REQUIRED WORK:
Return only what lies between the first line of the entries and the line containing "fill_convention: even-odd", both lines included.

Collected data
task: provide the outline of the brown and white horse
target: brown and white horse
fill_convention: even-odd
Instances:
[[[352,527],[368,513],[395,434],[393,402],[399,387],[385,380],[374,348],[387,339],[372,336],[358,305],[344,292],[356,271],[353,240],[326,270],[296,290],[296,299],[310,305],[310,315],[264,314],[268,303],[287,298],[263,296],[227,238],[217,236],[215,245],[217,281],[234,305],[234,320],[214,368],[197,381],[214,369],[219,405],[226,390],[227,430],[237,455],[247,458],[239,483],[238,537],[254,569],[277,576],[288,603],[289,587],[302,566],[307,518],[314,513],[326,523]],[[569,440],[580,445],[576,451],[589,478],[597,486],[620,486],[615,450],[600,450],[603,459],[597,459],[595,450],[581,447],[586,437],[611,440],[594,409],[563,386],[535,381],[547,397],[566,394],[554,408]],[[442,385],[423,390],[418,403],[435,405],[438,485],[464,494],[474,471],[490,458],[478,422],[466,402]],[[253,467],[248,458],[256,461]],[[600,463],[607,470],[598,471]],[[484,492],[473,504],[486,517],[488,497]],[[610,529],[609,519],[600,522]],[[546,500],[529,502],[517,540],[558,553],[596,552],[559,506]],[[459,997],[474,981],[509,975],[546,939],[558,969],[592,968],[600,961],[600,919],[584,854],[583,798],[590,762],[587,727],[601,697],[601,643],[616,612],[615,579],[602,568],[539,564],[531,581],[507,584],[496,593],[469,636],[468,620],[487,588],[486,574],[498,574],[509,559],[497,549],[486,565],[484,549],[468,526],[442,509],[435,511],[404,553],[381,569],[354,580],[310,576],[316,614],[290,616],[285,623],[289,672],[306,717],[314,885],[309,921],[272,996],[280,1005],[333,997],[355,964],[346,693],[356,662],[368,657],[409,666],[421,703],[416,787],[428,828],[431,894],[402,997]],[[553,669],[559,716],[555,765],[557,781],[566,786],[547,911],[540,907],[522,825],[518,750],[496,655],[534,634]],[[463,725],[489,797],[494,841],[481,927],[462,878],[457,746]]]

EXERCISE RESULT:
task: provide the outline of the brown and white horse
target: brown and white horse
fill_convention: even-odd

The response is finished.